## Goal
Please pull out every line below that contains the word "element".
◆ ◆ ◆ ◆
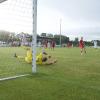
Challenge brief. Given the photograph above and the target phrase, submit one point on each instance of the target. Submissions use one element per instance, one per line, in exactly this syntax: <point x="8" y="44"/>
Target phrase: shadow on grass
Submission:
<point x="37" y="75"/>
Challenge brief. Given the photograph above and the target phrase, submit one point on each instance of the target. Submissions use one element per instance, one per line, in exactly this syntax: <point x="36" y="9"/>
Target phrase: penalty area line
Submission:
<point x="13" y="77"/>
◆ ◆ ◆ ◆
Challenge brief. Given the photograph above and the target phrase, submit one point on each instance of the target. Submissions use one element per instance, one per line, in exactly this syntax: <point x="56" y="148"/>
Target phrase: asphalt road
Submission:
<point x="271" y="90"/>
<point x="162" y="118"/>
◆ ◆ ◆ ◆
## The answer
Challenge brief. Given the photograph above and the target phrase, submit one point on each instance of the target. Submissions use one element per instance, one per line, in exactly this syntax: <point x="8" y="44"/>
Challenge brief. Given the photograph above and the target phrase, submit one point on each instance of the target. Submissions use one element per instance, one per line, in exactly this syntax: <point x="36" y="9"/>
Challenge brief. Given the photograph above and the target phrase, submit one point on each instance of the target. Submissions use one element per instance, one per line, in exactly this syntax: <point x="56" y="148"/>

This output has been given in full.